_Given passage:_
▽
“Vibrio” is a disease caused by the bacterium Campylobacter foetus, spread from cow to cow by breeding; bulls show no signs of infection, but spread it from infected cows to other cows during breeding. This sexually transmitted disease is a common cause of infertility and open cows, unless the cows are vaccinated against it or care is taken to make sure no infected animals enter the herd.
Infected bulls show no signs, even though these bacteria live in the tissue surfaces of the penis and prepuce--usually for the rest of the bull’s life. Infection in the cow may not interfere with conception, but usually kills the embryo.
The cow loses the pregnancy very early and returns to heat about 40 to 60 days after being bred. She usually shows no other signs of disease. Her inability to become pregnant again may last from 2 to 6 months as her body fights off the infection. After that, most cows build an immunity to the bacteria and can carry a pregnancy.
In some instances, however, a cow may remain infertile, or may conceive again and abort later. A few cows never completely clear up the infection--even though they eventually are able to have a live calf. These “silent” carriers serve as a source of infection the next year, infecting any bulls that breed them. If inflammation in the uterus is severe enough, the cow may be permanently infertile, but most cows recover spontaneously in about 5 months or less.
△
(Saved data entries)
▽
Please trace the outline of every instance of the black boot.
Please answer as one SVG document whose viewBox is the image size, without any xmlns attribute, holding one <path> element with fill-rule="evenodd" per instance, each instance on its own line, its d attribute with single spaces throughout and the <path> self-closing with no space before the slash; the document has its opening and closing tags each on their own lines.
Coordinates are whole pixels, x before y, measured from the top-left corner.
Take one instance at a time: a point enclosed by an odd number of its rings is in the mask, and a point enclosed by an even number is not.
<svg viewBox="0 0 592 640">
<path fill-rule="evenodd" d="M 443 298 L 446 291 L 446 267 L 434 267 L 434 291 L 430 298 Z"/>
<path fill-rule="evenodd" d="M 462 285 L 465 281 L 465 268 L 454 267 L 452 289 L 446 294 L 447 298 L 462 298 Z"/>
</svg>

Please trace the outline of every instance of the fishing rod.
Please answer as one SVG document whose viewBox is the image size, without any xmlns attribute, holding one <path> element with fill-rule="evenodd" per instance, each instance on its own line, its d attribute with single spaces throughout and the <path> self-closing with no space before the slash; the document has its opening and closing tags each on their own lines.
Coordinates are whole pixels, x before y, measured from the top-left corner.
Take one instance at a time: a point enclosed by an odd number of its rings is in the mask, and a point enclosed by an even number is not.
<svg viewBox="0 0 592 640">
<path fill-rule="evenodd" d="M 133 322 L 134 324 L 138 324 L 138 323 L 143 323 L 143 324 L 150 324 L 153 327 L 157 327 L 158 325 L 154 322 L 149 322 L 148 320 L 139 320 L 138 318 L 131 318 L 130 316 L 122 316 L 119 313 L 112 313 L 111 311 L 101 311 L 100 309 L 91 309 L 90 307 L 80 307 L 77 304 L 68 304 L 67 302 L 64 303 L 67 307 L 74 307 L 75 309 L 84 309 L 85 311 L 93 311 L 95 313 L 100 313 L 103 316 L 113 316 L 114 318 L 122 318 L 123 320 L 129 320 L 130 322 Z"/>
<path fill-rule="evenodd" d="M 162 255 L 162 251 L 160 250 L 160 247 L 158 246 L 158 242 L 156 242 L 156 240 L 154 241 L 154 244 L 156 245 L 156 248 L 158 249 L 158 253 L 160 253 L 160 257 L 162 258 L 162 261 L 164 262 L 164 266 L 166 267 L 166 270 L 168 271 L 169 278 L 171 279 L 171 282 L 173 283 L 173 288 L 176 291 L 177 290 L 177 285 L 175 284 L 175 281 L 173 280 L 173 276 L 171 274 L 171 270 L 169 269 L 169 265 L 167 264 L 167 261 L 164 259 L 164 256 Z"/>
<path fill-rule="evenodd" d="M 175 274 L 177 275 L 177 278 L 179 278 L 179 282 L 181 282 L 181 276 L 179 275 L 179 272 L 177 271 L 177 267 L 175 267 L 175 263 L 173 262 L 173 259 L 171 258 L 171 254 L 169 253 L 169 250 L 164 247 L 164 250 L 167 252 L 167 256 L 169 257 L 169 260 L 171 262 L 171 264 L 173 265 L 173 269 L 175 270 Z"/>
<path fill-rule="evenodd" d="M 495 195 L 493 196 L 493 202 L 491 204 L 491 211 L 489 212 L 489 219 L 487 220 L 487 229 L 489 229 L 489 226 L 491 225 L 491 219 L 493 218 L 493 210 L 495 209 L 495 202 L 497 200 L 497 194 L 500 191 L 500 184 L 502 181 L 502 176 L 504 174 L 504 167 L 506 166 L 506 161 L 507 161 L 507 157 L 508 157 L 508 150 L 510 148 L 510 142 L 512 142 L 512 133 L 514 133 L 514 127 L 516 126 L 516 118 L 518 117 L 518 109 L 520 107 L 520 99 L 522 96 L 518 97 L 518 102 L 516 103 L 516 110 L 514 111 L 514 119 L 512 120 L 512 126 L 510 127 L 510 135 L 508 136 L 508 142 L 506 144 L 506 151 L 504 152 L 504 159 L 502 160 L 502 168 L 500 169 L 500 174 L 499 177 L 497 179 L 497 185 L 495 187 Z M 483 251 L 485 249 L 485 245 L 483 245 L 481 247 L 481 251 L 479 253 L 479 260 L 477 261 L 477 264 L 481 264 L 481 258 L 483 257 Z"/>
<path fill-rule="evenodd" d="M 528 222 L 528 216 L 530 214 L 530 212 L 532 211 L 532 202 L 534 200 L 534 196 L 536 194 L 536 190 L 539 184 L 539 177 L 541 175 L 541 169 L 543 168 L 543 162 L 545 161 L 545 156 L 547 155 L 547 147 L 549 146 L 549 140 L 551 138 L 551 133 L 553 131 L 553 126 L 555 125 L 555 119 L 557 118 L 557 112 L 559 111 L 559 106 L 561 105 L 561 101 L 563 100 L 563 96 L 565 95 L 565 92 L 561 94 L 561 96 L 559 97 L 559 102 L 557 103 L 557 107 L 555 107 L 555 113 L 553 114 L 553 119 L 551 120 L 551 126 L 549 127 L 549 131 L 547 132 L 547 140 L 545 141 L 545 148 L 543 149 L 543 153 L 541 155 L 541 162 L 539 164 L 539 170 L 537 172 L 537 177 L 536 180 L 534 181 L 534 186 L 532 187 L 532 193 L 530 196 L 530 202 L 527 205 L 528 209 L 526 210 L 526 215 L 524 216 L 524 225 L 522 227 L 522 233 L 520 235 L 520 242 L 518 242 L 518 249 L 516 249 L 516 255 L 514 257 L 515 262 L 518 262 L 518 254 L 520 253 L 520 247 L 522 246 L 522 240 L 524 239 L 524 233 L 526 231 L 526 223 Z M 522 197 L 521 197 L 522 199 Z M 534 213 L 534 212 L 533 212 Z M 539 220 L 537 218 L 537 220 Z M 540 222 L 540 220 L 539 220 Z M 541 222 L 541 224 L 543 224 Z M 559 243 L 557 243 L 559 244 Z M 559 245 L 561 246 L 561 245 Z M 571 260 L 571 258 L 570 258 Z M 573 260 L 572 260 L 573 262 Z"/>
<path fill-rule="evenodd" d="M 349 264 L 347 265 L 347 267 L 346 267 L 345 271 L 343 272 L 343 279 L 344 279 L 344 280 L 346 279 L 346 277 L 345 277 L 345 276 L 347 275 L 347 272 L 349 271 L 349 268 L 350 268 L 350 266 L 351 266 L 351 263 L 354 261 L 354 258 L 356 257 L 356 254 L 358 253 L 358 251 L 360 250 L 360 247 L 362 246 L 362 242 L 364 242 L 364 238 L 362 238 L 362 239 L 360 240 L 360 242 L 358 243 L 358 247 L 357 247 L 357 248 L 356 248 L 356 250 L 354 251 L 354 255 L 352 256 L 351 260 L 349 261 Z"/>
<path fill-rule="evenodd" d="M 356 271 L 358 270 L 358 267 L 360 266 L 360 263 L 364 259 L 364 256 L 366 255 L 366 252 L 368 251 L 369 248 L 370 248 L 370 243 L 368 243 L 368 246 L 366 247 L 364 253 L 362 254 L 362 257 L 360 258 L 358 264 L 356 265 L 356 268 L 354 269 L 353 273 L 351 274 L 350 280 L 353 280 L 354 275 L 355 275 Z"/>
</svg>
△
_Exercise:_
Pick up the passage on vibrio in cattle after its final sentence and continue it. The records are not needed for this work.

_Response to the exercise:_
There are other sexually transmitted diseases that can cause early pregnancy loss (such as trichomiasis, so proper diagnosis is important when trying to eliminate a problem in a herd. The first sign of trouble is a high number of cows or heifers coming back into heat again after being bred. Later signs include a large number of open cows at the end of the breeding season, or an extended calving season the next year--with many late calves.
Accurate diagnosis may require lab tests to look for the bacteria in cultures of mucus samples collected from infected females or from the sheath of an infected bull, or from tissues collected from an aborted fetus. Your vet can take samples to send to a lab for culturing, and may also want to test the bulls for trichomoniasis at the same time.
- Cows returning to heat after breeding
- Open cows at end of breeding season
During the act of breeding, bacteria are passed from the bull into the vagina of the cow being bred, causing an infection in her reproductive tract that may persist for several weeks or months. The disease can also be passed to cows via artificial insemination.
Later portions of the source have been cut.